» **BRIEF**:
Please copy the records below exactly, from the line containing "[indicate] traffic signal" down through the end of the records.

━━━━━ SUPPLIED DATA ━━━━━

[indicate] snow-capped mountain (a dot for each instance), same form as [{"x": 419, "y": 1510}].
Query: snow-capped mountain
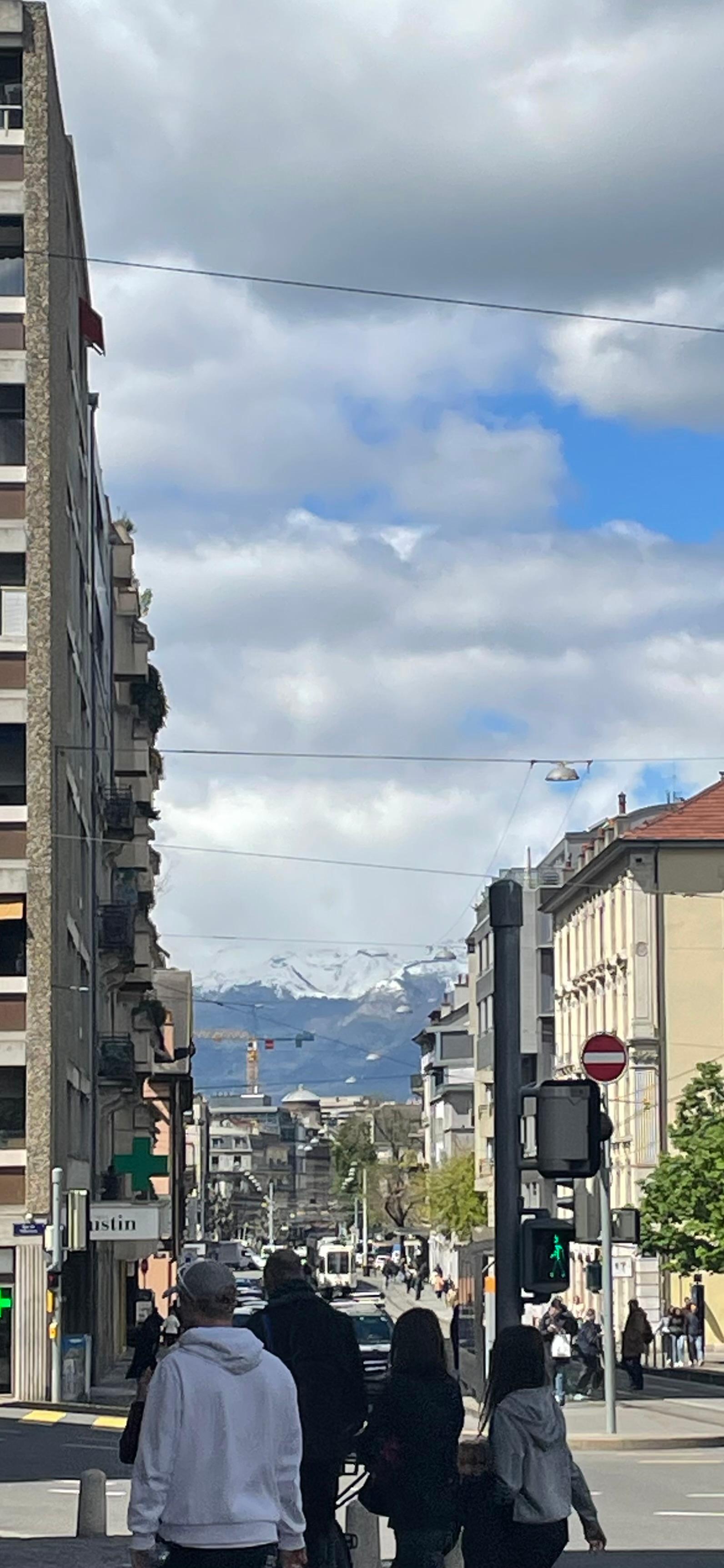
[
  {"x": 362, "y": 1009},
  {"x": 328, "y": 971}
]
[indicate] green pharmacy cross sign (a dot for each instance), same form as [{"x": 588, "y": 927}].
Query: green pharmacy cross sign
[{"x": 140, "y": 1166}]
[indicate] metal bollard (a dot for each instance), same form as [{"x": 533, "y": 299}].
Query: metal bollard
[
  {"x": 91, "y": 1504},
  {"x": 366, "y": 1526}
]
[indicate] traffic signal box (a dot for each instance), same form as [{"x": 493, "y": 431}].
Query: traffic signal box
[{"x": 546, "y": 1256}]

━━━━━

» **OUTPUT**:
[indicate] traffic signal box (a dot for each instance), same form as [{"x": 493, "y": 431}].
Query: traffic signal box
[{"x": 546, "y": 1256}]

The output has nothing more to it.